WORK TO BE COMPLETED:
Every record must be repeated exactly, with no omission.
-*-*-
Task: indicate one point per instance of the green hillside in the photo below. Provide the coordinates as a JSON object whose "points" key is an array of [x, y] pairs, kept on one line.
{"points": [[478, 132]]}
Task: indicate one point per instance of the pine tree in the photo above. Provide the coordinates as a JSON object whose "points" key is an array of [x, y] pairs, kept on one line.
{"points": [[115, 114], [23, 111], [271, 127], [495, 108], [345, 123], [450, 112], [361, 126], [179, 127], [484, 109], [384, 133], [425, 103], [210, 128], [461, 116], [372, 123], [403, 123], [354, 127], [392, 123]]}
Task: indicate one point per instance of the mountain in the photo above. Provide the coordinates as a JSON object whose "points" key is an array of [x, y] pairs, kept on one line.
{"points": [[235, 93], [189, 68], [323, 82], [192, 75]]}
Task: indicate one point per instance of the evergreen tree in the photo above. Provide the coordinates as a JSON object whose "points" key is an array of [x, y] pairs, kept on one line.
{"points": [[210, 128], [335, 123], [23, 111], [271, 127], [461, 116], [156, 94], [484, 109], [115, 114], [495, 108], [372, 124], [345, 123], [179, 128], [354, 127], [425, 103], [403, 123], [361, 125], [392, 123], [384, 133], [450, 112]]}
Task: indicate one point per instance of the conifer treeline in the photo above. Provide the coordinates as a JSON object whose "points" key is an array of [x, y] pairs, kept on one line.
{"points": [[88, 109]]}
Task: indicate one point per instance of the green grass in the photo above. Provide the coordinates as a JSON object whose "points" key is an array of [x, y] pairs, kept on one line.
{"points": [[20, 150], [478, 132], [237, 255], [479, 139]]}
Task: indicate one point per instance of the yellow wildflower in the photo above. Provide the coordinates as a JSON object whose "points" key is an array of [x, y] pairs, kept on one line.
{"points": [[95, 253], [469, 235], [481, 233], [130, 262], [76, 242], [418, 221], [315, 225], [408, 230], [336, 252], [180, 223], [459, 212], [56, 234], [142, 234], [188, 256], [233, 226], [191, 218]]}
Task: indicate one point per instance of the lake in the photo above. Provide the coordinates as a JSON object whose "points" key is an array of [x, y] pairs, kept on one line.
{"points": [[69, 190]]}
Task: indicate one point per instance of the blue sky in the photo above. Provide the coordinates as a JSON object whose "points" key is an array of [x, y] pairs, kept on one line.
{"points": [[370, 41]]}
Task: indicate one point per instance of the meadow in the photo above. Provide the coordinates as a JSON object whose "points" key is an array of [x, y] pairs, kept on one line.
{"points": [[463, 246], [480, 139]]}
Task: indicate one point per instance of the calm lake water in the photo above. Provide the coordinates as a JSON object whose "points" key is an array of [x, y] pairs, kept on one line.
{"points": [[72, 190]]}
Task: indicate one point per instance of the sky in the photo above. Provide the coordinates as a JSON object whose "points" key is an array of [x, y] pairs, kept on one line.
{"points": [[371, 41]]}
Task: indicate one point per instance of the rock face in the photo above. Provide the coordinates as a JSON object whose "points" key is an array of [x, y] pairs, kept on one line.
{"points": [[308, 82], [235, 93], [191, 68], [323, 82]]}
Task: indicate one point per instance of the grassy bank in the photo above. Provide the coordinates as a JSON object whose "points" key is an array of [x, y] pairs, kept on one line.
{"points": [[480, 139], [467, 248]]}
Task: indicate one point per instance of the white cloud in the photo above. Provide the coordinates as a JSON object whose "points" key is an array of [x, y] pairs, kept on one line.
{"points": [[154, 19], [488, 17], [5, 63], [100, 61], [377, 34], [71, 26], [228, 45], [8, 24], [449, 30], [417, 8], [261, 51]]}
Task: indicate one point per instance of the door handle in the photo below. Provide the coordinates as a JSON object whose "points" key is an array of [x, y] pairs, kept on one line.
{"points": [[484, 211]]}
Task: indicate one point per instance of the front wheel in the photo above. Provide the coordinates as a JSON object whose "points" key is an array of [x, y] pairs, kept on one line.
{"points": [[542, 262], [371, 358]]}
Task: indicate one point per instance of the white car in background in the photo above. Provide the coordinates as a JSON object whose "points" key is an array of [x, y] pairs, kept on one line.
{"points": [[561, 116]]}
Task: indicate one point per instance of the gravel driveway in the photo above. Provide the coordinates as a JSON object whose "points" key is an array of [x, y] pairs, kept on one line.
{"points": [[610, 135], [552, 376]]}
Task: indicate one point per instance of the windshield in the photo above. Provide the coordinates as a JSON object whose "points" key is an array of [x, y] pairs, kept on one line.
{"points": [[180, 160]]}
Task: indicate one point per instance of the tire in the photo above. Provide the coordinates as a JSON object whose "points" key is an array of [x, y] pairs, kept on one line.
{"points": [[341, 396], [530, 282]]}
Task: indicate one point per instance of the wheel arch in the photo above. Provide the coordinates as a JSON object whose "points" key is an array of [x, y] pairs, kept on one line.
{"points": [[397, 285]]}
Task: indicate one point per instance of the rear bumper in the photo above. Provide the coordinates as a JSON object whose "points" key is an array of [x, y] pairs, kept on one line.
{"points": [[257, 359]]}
-*-*-
SOLUTION FOR THIS TASK:
Task: indicate one point per instance of the green hillside in the photo below. Provide the coordinates as a JSON object whose "points" key is an array of [x, y] pairs, kept on one line.
{"points": [[478, 132]]}
Task: indicate one point per instance of the pine tree in the photo above. Provide the coordinates as a JSON object whose "points" key is an array of [x, y] pairs, kept on one line.
{"points": [[115, 114], [23, 111], [271, 127], [495, 108], [345, 123], [450, 112], [361, 126], [179, 127], [484, 109], [384, 133], [425, 103], [210, 128], [461, 116], [372, 123], [403, 123], [354, 127], [392, 123]]}
Task: indicate one point per instance of the mountain in the photo above. Provide the coordinates as a JSON object whose "points" key is an array of [x, y] pairs, kept on one line.
{"points": [[235, 93], [189, 68], [323, 82], [192, 75]]}
Task: indicate one point per instance of the evergreen tree in the photo above. Provide the coordinates as a JSON object whose "points" key is an array of [x, y] pairs, kept on one line.
{"points": [[210, 128], [335, 123], [23, 111], [271, 127], [461, 116], [156, 94], [484, 109], [115, 114], [495, 108], [372, 124], [345, 123], [179, 128], [354, 127], [425, 103], [403, 123], [361, 125], [392, 123], [384, 133], [450, 112]]}
Task: indicate one point per instance of the conifer treeline in the photo above. Provide the coordinates as a JSON object whose "points" key is an array of [x, y] pairs, kept on one line.
{"points": [[88, 109]]}
Task: indicate one point per instance of the green grass in the photo above. Provide the coordinates as a JSON object whose "points" key is an array of [x, y] pairs, kept on one line.
{"points": [[20, 150], [478, 132], [237, 255], [479, 139]]}
Task: indicate one point per instance of the yellow wildflower in the photo above. Provide the coordinates as a JSON object whose "points" key is an array of [x, y] pairs, kept on one line.
{"points": [[95, 253], [469, 235], [481, 233], [130, 262], [76, 242], [418, 221], [315, 225], [408, 230], [336, 252], [180, 223], [459, 212], [56, 234], [142, 234], [188, 256], [233, 226], [191, 218]]}
Task: indicate one point per instance of the lake in the photo above. Provide the coordinates as a JSON object whose "points" key is an array of [x, y] pairs, kept on one line.
{"points": [[69, 190]]}
Task: indicate one point per instance of the blue sky in the photo above. Provide the coordinates as a JSON object whose "points" key is an array of [x, y] pairs, kept on one line.
{"points": [[370, 41]]}
Task: indicate one point per instance of the meadow in the photo above. Provide the coordinates as a JSON object whose "points" key is an array of [x, y] pairs, kept on one line.
{"points": [[463, 246], [480, 139]]}
Task: indicate one point per instance of the calm lake water in the photo above. Provide the coordinates as a JSON object whose "points" key is an array of [x, y] pairs, kept on one line.
{"points": [[72, 190]]}
Task: indicate one point per instance of the sky in the photo above. Provide the coordinates as a JSON object whose "points" key is an array of [x, y] pairs, kept on one line.
{"points": [[371, 41]]}
Task: indicate one point per instance of the rock face in the photo above. Provide the coordinates as a JSON object whose "points" key is an array of [x, y] pairs, kept on one line.
{"points": [[308, 82], [235, 93], [191, 68], [323, 82]]}
Task: indicate one point per instance of the grassy bank in the photo above. Provide the coordinates as a JSON object whose "points" key is an array of [x, y] pairs, kept on one line.
{"points": [[480, 139], [467, 248]]}
Task: indicate one point per instance of the white cloud in the photo above. Provide the coordinates as a JSON object whose "points" key is an array of [x, y] pairs, kept on one line.
{"points": [[154, 19], [488, 17], [5, 63], [100, 61], [377, 34], [71, 26], [228, 45], [8, 24], [449, 30], [417, 8], [261, 51]]}
Task: indicate one point per instance of the door handle in the photo below. Provide the coordinates as a JSON object whose "points" key is an array of [x, y] pairs, kept on one line.
{"points": [[484, 211]]}
Task: indicate one point per instance of the front wheel in the photo above. Provide the coordinates as a JSON object whose "points" key is an array of [x, y] pairs, kept on one line.
{"points": [[542, 262], [371, 358]]}
Task: indicate one point per instance of the white car in background in the photo above. Provide the coordinates as a JSON object whose "points" key is an array of [x, y] pairs, kept on one line.
{"points": [[561, 116]]}
Task: indicate one point per instance of the gravel driveway in the photo above. Provide the coordinates as a JSON object whose "points" key is an array of [x, y] pairs, kept on one line.
{"points": [[610, 135], [552, 376]]}
Task: indicate one point per instance of the windshield in the photo above. Provide the coordinates as a JSON object whose "points" key is an array of [x, y] pairs, kept on one line.
{"points": [[180, 160]]}
Task: indicate one point per instance of the tire in the photo above. Provide the coordinates as a JSON object whose "points" key is an array of [x, y] pairs, kept on one line.
{"points": [[341, 396], [530, 282]]}
Task: indicate one point per instance of the wheel arch in the photo above. Provide the coordinates as a JSON object whose "points" key is an array of [x, y] pairs, kept on one line.
{"points": [[397, 285]]}
Task: indicate one point per instance of the rear bumper in the photo above. Provide the coordinates as a JSON object whose "points" key is an array of [x, y] pairs, kept on one line.
{"points": [[257, 359]]}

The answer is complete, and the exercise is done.